Records provided:
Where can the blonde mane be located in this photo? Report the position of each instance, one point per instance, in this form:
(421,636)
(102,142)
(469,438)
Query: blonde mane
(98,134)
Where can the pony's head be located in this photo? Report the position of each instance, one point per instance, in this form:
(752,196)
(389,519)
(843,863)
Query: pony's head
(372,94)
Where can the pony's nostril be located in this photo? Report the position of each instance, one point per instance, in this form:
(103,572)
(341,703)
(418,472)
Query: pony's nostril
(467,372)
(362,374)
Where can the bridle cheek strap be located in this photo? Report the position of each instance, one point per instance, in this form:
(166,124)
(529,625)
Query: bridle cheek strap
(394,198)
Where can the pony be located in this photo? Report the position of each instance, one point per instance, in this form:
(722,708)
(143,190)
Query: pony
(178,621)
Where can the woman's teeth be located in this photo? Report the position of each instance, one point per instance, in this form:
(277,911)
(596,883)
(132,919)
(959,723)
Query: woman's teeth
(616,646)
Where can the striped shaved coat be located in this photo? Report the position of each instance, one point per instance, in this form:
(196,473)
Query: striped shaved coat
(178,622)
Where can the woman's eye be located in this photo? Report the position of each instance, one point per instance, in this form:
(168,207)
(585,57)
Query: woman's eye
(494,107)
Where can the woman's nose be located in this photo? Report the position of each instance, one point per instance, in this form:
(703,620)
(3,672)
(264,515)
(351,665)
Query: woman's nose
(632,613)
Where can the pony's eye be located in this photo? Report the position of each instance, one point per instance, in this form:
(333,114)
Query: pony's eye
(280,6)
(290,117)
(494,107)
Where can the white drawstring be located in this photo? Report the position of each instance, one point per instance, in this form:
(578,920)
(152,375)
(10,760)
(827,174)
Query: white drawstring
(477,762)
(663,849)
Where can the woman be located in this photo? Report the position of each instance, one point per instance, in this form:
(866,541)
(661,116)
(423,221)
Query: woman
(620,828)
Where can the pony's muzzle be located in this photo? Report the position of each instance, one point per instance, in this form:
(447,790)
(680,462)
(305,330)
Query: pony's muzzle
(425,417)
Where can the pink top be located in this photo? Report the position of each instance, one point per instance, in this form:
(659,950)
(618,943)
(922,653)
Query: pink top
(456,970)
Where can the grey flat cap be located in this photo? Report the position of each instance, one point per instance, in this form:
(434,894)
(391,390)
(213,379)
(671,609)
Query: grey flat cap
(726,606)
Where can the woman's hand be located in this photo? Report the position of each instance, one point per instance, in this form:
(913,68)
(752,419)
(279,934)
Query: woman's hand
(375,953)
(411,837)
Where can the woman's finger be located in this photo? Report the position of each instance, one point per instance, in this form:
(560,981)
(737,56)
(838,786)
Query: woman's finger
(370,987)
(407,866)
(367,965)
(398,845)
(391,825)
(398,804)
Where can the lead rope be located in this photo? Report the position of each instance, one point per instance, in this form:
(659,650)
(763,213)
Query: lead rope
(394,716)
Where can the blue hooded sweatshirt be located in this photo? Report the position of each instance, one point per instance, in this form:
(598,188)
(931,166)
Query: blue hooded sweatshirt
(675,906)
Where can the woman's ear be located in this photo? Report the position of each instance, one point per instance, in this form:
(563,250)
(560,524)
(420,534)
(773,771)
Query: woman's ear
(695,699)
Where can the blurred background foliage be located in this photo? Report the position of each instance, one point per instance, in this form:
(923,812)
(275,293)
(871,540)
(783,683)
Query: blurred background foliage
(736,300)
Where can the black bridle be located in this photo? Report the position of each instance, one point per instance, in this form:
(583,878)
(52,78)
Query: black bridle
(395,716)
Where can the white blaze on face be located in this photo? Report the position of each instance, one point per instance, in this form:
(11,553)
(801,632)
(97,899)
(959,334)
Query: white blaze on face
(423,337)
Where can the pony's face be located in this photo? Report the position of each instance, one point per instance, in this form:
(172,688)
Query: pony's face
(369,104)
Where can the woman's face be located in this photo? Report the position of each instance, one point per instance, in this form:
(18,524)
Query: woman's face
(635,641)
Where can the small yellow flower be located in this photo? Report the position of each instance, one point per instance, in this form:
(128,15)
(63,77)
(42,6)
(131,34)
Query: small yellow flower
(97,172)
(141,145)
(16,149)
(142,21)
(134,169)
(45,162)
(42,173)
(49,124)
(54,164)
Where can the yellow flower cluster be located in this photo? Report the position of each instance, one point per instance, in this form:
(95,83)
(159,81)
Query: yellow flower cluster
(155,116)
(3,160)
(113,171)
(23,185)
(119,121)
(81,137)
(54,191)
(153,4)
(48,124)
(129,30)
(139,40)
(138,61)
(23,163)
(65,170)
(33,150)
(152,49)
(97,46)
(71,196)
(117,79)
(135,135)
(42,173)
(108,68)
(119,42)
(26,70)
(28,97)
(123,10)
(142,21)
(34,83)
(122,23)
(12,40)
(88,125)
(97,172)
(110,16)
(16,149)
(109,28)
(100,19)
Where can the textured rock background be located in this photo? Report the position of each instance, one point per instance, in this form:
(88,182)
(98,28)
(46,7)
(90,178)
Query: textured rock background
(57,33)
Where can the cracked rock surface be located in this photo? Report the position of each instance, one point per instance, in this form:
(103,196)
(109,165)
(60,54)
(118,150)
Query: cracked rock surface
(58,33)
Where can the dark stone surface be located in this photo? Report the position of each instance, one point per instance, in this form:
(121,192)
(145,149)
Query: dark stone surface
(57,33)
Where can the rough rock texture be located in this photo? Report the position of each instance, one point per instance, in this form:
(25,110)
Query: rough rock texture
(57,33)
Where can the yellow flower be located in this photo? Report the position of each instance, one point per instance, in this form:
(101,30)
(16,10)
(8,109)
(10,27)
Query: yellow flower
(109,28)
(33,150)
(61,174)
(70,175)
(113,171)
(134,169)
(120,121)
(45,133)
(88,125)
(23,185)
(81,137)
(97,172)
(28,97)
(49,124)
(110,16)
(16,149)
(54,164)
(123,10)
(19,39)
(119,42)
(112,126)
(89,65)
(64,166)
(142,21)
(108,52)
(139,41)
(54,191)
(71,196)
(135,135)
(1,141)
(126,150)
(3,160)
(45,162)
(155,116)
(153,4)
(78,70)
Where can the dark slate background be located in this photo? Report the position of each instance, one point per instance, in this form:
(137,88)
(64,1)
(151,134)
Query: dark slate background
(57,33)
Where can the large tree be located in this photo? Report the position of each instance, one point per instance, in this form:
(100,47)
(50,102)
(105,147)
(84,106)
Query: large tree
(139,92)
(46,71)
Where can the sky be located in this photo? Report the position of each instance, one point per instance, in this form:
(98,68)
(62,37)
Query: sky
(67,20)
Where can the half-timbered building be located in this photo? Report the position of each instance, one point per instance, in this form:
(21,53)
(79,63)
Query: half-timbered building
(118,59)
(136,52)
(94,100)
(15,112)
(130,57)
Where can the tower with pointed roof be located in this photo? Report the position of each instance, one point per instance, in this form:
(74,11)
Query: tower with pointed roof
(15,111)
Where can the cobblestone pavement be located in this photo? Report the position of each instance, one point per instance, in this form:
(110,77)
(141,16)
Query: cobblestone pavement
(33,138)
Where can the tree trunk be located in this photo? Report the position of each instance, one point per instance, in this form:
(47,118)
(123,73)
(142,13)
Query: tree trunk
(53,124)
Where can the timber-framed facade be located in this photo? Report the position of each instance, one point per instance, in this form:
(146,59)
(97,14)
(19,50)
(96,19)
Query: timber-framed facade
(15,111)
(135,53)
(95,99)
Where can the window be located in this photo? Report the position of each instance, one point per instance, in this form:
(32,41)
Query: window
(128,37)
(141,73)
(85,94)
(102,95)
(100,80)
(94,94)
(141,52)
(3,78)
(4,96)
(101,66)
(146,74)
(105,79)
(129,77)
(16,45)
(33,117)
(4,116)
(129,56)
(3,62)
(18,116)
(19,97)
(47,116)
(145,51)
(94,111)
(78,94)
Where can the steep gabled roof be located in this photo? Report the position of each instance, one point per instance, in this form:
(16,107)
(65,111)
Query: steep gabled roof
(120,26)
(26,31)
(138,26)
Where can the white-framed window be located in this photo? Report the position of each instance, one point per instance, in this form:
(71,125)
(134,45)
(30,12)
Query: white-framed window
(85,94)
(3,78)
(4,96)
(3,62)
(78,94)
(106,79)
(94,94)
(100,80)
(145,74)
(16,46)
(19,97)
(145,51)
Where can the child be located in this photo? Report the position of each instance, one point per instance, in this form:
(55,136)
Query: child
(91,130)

Objective:
Repeat, without changes, every line from the one that contains "Where can the sky" through the final line of the data.

Solution:
Where can the sky be located in this photo? Report the position of each instance, one point per instance, in this form:
(98,68)
(62,37)
Query: sky
(67,20)
Where can the half-timbered building be located in this photo? Report the position of each instance, one point per instance, in this form:
(21,53)
(79,63)
Query: half-timbered building
(118,59)
(136,52)
(94,100)
(15,112)
(130,57)
Where can the tower with pointed roof be located in this photo? Report the position of each instance, one point per instance, in this form:
(74,11)
Query: tower with pointed roof
(15,111)
Where can the cobblestone pavement be located in this photo? Report the position of each instance, one point per instance, in this form:
(110,77)
(141,16)
Query: cobblestone pavement
(33,138)
Where can the tree trunk be located in this photo? Report the position of each instance, one point per instance, in this form:
(47,118)
(123,73)
(142,13)
Query: tree trunk
(53,124)
Where can the timber-framed facade be located in this photo? Report the position of each instance, one point per instance, in this form:
(146,59)
(97,14)
(19,50)
(96,19)
Query: timber-framed facade
(15,111)
(135,53)
(95,99)
Where can the window be located in this photo? Report the position of each instance, one point per instance, in this form:
(32,41)
Query: window
(128,37)
(141,73)
(85,94)
(102,95)
(100,80)
(94,94)
(141,52)
(3,78)
(4,96)
(101,66)
(146,74)
(105,79)
(129,77)
(16,45)
(33,117)
(4,116)
(129,56)
(3,62)
(18,116)
(19,97)
(47,116)
(145,51)
(94,111)
(78,94)
Where can the steep gabled roof be located in this photo? Report the position of each instance, one point per instance, in this form:
(16,107)
(65,111)
Query: steep gabled roof
(120,26)
(26,31)
(138,26)
Where can the white-framed window be located in this photo? Report the position of each instance, one point per instance, in this form:
(71,125)
(134,45)
(30,12)
Query: white-framed window
(85,94)
(3,78)
(4,96)
(3,62)
(78,94)
(106,79)
(94,94)
(100,80)
(145,74)
(16,46)
(19,97)
(145,51)
Where can the child be located in this photo? Report the position of each instance, one point per instance, in this form:
(55,136)
Query: child
(91,130)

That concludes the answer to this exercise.